Pick out and copy every line in the records below that contains the word "handle".

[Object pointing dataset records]
● ● ● ● ● ● ●

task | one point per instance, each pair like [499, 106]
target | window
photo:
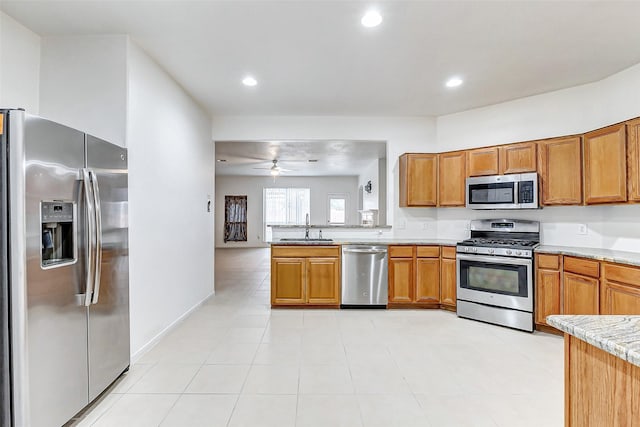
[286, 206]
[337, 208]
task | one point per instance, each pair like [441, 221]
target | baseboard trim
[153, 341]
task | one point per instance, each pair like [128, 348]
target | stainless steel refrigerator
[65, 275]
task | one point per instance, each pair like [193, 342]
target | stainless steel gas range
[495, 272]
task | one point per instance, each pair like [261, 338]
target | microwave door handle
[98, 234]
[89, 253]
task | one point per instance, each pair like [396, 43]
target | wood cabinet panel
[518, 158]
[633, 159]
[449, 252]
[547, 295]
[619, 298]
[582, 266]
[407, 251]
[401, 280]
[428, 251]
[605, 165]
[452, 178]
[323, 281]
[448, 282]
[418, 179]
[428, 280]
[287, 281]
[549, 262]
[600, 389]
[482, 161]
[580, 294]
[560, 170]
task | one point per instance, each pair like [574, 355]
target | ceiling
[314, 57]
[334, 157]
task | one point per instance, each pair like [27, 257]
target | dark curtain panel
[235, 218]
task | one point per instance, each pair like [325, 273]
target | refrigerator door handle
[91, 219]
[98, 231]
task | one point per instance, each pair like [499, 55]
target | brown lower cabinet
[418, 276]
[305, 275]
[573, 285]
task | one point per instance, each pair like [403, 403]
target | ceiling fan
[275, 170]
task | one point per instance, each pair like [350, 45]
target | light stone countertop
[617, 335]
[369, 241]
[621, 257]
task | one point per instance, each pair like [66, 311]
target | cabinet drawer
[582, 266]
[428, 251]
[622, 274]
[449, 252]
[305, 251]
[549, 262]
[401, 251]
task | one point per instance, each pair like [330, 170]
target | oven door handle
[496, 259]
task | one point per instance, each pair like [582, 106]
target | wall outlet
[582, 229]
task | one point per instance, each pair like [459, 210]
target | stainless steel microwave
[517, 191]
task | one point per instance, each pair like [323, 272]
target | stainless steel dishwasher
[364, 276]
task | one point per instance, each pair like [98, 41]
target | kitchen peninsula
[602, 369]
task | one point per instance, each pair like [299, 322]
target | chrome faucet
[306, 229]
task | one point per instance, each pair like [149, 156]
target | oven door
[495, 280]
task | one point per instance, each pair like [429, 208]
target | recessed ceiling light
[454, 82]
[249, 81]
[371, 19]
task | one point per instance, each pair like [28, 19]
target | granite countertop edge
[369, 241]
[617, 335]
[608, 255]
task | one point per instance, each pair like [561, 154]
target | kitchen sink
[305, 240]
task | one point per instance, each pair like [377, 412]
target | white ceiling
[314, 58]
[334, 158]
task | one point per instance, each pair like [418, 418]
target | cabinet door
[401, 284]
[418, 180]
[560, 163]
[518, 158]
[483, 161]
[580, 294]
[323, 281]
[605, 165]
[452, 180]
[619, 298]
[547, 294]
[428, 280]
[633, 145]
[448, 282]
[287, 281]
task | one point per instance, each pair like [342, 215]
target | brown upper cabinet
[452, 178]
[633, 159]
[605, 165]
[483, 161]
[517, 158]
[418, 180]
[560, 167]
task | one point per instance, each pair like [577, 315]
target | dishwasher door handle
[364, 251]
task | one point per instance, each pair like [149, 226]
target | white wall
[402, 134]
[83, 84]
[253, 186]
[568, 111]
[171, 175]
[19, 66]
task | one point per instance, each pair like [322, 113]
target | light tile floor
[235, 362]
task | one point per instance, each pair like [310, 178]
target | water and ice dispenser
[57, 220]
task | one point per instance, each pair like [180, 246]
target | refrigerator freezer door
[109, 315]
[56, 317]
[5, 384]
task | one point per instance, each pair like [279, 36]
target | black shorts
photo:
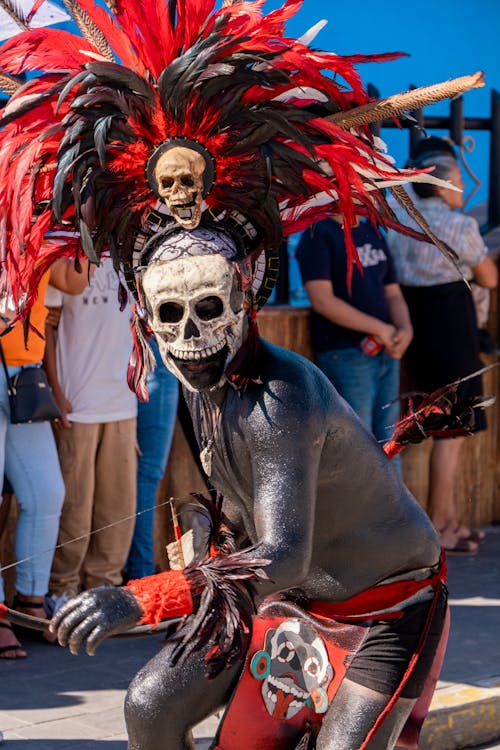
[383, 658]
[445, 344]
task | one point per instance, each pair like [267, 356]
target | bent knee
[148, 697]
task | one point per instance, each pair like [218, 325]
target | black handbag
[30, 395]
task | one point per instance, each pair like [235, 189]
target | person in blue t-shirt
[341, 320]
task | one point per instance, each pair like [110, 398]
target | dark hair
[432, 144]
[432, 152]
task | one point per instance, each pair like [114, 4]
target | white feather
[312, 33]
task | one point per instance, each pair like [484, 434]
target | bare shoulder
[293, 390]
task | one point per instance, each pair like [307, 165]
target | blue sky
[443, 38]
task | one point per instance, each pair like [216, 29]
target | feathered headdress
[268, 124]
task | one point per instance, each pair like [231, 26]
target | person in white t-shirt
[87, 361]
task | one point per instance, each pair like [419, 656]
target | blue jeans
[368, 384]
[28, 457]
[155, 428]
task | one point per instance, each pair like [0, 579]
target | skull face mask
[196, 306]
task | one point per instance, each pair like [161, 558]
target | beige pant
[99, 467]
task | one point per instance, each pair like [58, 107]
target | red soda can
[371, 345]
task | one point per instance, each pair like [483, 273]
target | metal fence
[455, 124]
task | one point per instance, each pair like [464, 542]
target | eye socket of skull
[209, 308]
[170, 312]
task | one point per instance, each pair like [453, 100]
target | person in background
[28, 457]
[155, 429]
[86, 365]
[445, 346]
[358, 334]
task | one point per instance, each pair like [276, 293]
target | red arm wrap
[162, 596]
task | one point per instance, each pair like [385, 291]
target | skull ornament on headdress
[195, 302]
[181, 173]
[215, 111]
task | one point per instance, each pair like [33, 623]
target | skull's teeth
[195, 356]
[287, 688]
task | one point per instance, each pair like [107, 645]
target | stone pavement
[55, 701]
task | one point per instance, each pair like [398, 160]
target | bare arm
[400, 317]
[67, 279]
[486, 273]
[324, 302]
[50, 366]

● ● ● ● ● ● ●

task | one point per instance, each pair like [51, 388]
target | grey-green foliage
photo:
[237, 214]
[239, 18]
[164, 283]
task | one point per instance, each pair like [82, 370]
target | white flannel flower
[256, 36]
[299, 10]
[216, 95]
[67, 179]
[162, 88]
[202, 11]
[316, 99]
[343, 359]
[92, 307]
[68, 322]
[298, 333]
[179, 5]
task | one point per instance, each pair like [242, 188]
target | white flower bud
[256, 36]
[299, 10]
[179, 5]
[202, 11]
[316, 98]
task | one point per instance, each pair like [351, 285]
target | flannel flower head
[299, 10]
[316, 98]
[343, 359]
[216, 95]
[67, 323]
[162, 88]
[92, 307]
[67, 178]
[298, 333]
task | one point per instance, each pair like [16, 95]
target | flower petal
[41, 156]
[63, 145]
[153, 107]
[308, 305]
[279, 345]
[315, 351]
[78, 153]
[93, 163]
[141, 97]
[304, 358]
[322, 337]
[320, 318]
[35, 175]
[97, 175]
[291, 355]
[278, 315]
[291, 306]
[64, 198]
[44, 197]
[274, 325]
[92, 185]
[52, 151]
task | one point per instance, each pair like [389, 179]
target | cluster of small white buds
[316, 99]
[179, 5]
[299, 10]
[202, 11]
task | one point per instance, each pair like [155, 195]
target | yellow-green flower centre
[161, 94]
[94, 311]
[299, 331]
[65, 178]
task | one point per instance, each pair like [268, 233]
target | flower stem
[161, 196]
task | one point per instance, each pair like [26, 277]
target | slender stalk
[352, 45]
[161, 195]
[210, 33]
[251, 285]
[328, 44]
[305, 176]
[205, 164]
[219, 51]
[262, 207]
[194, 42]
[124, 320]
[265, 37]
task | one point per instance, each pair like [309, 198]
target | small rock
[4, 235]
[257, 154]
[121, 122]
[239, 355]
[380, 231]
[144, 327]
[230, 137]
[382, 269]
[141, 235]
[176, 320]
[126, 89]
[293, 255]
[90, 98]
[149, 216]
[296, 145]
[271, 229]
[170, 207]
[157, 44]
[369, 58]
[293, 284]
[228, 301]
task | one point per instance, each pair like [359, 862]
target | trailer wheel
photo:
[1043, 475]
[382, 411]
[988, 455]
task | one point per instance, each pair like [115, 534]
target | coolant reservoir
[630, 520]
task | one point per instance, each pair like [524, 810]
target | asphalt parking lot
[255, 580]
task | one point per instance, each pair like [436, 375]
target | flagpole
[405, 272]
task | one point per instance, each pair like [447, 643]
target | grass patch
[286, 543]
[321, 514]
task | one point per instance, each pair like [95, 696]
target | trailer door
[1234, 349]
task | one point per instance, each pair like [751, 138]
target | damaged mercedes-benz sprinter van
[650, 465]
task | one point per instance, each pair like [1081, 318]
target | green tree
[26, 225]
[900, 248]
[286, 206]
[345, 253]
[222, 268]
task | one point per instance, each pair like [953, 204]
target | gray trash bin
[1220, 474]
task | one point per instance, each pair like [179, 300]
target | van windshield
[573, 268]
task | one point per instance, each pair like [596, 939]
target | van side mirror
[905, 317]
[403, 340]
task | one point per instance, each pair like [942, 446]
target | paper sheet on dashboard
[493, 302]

● ● ● ● ● ● ●

● **PROBLEM SOLUTION**
target | microwave door handle
target | refrigerator door handle
target | oven door handle
target | dishwasher door handle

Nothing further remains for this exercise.